= PROBLEM DETAILS =
Produce an updated copy of the passage on skipped-frame decoding, starting with "Decoder 14 may be" and going on through "the skipped frame.", with "header information" replaced by "header data".

= SOURCE PASSAGE =
* * * * * * * * *
Decoder 14 may be configured to identify a particular type of frame
or header information within a frame that indicates that the frame
includes motion information for the skipped frame.
[0072] If decoder 14 does not identify motion information for the
skipped frame within the received frames or identifies incomplete
motion information for the skipped frame, decoder 14 generates
motion information for the skipped frame (56). Decoder 14 may not
be configured to recognize motion information for the skipped
frames embedded within the received frames. Alternatively, the
encoder may not have transmitted any motion information for the
skipped frame or only transmitted location information as described
above. Decoder 14 generates motion information that indicates
motion for the skipped frame based on translational motion and at
least one other motion parameter using motion information
associated with one or more video frames adjacent to the skipped
video frame, e.g., a previous frame, a previous frame and a
subsequent frame, or more than two adjacent video frames. For
example, decoder 14 may approximate the coefficients of an affine
model using translational motion vectors associated with
macroblocks of the previous reference frame.
[0073] Next, the decoder determines whether to convert the motion
information that indicates motion based on translational motion and
at least one other motion parameter into translational motion
vectors (58). If decoder 14 is configured to apply motion
information that indicates motion based on the affine motion model,
then decoder 14 does not convert the motion information for the
skipped frame, and instead applies the motion information that
indicates motion based on translational motion and at least one
other motion parameter to interpolate the skipped frame (60).
[0074] If decoder 14 is not configured to apply motion information
that indicates motion based on the affine motion model and at least
one other motion parameter, then decoder 14 converts the motion
information into translational motion vectors (62). Decoder 14 may,
for example, be configured to only perform translational motion
compensation. In this case, decoder 14 converts the motion
information for the skipped frame into motion information based
only on translational motion. Decoder 14 may, for example, generate
translational motion vectors for one or more pixels within a block
of interest based on the affine motion information and merge the
generated translational motion vectors of the pixels to generate a
motion vector for the block of interest. Decoder 14 applies the
translational motion vectors to interpolate the skipped frame or
one or more macroblocks of the skipped frame (64). In this manner,
the techniques of this disclosure may be utilized in video decoders
that perform only translational motion compensation while still
improving interpolation accuracy by using motion vectors generated
based on more accurate motion information.
* * * * * * * * *
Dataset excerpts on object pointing

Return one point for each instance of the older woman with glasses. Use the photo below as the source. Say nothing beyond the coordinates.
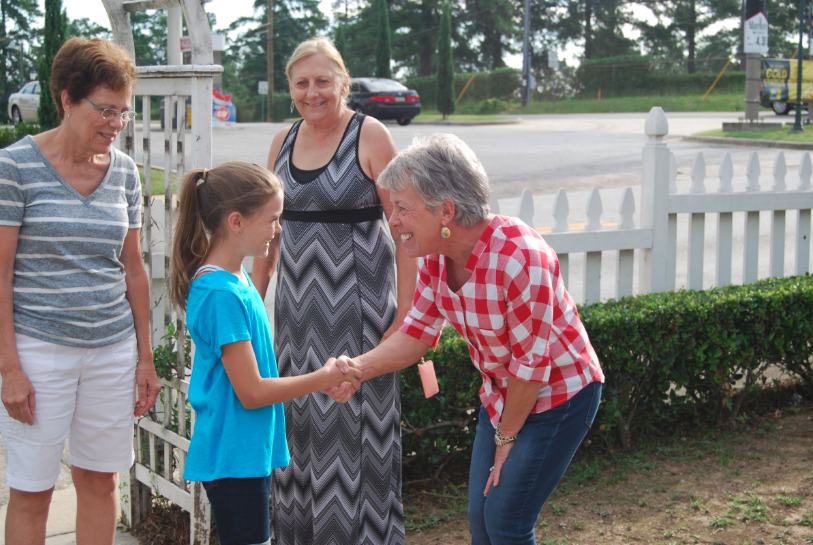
(498, 284)
(74, 299)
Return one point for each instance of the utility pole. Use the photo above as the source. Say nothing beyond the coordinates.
(526, 58)
(270, 44)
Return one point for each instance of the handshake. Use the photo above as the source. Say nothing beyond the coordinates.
(344, 376)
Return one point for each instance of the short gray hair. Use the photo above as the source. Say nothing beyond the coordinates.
(442, 167)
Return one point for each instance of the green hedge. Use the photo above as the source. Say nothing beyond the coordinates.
(640, 75)
(666, 356)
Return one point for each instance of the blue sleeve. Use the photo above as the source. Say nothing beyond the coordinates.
(222, 320)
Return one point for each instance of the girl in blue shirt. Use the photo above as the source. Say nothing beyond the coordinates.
(226, 214)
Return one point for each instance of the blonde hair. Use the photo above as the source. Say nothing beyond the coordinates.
(208, 196)
(326, 47)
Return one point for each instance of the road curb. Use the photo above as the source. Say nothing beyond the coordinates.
(468, 123)
(749, 142)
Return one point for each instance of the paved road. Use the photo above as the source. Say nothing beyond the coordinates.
(541, 152)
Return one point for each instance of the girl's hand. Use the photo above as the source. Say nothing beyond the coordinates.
(343, 371)
(500, 458)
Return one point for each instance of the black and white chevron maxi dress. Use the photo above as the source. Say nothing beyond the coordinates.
(336, 295)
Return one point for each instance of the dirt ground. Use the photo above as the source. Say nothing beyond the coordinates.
(751, 486)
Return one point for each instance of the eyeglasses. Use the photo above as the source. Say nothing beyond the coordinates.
(129, 115)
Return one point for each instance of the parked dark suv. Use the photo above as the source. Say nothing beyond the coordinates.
(384, 99)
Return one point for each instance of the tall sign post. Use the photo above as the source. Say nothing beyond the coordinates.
(526, 58)
(553, 64)
(797, 123)
(755, 34)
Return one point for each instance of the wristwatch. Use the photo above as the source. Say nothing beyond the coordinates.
(500, 440)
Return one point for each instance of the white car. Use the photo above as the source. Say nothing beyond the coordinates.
(22, 105)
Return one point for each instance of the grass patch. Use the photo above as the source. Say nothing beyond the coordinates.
(713, 103)
(783, 134)
(157, 180)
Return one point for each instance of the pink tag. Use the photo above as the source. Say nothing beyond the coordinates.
(428, 378)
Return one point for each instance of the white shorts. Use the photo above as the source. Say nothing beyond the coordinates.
(87, 392)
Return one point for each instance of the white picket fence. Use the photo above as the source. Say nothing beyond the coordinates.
(672, 241)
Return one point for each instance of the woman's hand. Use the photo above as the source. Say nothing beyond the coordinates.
(148, 385)
(18, 396)
(348, 380)
(343, 391)
(500, 458)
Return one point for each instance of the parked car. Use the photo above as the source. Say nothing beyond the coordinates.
(22, 105)
(384, 99)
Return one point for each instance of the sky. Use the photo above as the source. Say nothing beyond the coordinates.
(226, 11)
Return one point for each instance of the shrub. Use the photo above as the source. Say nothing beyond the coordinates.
(488, 106)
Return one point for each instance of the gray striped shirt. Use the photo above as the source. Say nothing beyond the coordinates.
(68, 280)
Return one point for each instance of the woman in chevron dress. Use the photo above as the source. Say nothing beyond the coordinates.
(337, 293)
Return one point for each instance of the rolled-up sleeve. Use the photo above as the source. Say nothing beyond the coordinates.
(12, 200)
(424, 321)
(529, 316)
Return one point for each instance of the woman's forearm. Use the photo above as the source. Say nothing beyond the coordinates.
(138, 295)
(398, 352)
(520, 400)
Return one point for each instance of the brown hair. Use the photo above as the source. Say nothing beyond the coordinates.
(82, 65)
(208, 196)
(326, 47)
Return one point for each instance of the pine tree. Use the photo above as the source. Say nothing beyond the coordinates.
(54, 36)
(13, 69)
(445, 64)
(383, 47)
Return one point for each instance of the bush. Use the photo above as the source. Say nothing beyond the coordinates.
(488, 106)
(666, 356)
(640, 75)
(503, 84)
(9, 135)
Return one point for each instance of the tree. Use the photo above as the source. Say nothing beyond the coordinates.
(383, 46)
(496, 25)
(13, 74)
(445, 64)
(245, 63)
(56, 28)
(339, 39)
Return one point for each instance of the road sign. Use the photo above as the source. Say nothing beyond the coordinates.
(553, 60)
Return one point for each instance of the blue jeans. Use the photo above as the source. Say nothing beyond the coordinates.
(541, 454)
(240, 508)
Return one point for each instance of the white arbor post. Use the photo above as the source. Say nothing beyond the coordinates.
(654, 261)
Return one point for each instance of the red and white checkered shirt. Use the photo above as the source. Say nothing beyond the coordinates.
(515, 314)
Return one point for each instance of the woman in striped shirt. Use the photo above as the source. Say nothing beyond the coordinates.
(74, 298)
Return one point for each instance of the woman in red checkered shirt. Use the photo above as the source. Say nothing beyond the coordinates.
(498, 284)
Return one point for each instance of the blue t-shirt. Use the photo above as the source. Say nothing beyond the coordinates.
(230, 440)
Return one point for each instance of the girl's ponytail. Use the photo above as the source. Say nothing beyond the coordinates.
(190, 241)
(207, 197)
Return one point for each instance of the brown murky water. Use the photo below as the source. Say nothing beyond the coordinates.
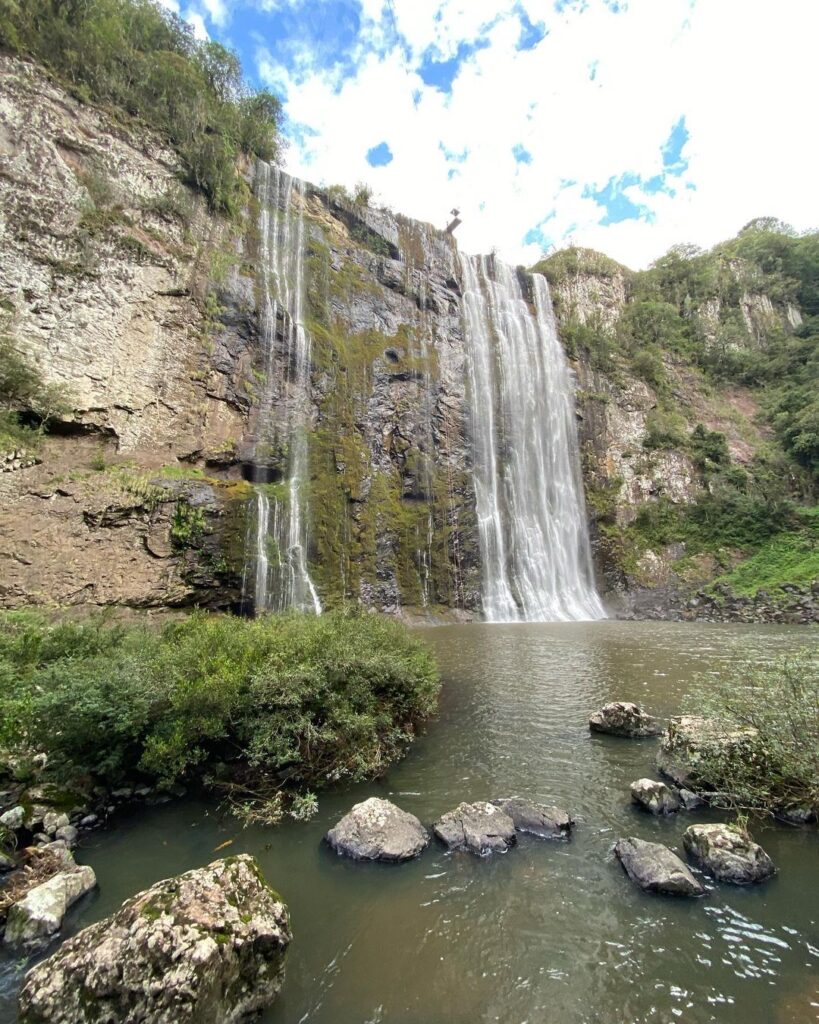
(549, 932)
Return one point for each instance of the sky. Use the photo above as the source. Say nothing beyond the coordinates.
(627, 126)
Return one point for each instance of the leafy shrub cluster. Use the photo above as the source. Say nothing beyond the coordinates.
(255, 706)
(776, 768)
(144, 60)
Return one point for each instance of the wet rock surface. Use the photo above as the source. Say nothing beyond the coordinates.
(727, 854)
(207, 946)
(656, 798)
(623, 718)
(656, 868)
(536, 819)
(481, 828)
(377, 829)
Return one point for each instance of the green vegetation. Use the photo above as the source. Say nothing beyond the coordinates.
(253, 707)
(775, 768)
(145, 62)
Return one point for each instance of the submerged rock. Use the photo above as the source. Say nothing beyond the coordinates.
(655, 868)
(685, 742)
(727, 854)
(655, 797)
(377, 829)
(536, 819)
(205, 947)
(622, 718)
(33, 921)
(479, 827)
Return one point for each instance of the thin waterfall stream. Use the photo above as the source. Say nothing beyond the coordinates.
(282, 579)
(531, 518)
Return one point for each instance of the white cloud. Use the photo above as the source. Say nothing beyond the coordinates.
(739, 72)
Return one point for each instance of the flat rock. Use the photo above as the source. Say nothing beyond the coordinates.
* * * * * * * * *
= SOLUTION FOR THIS EXERCISE =
Decoder 14 may be configured to identify a particular type of frame
or header data within a frame that indicates that the frame
includes motion information for the skipped frame.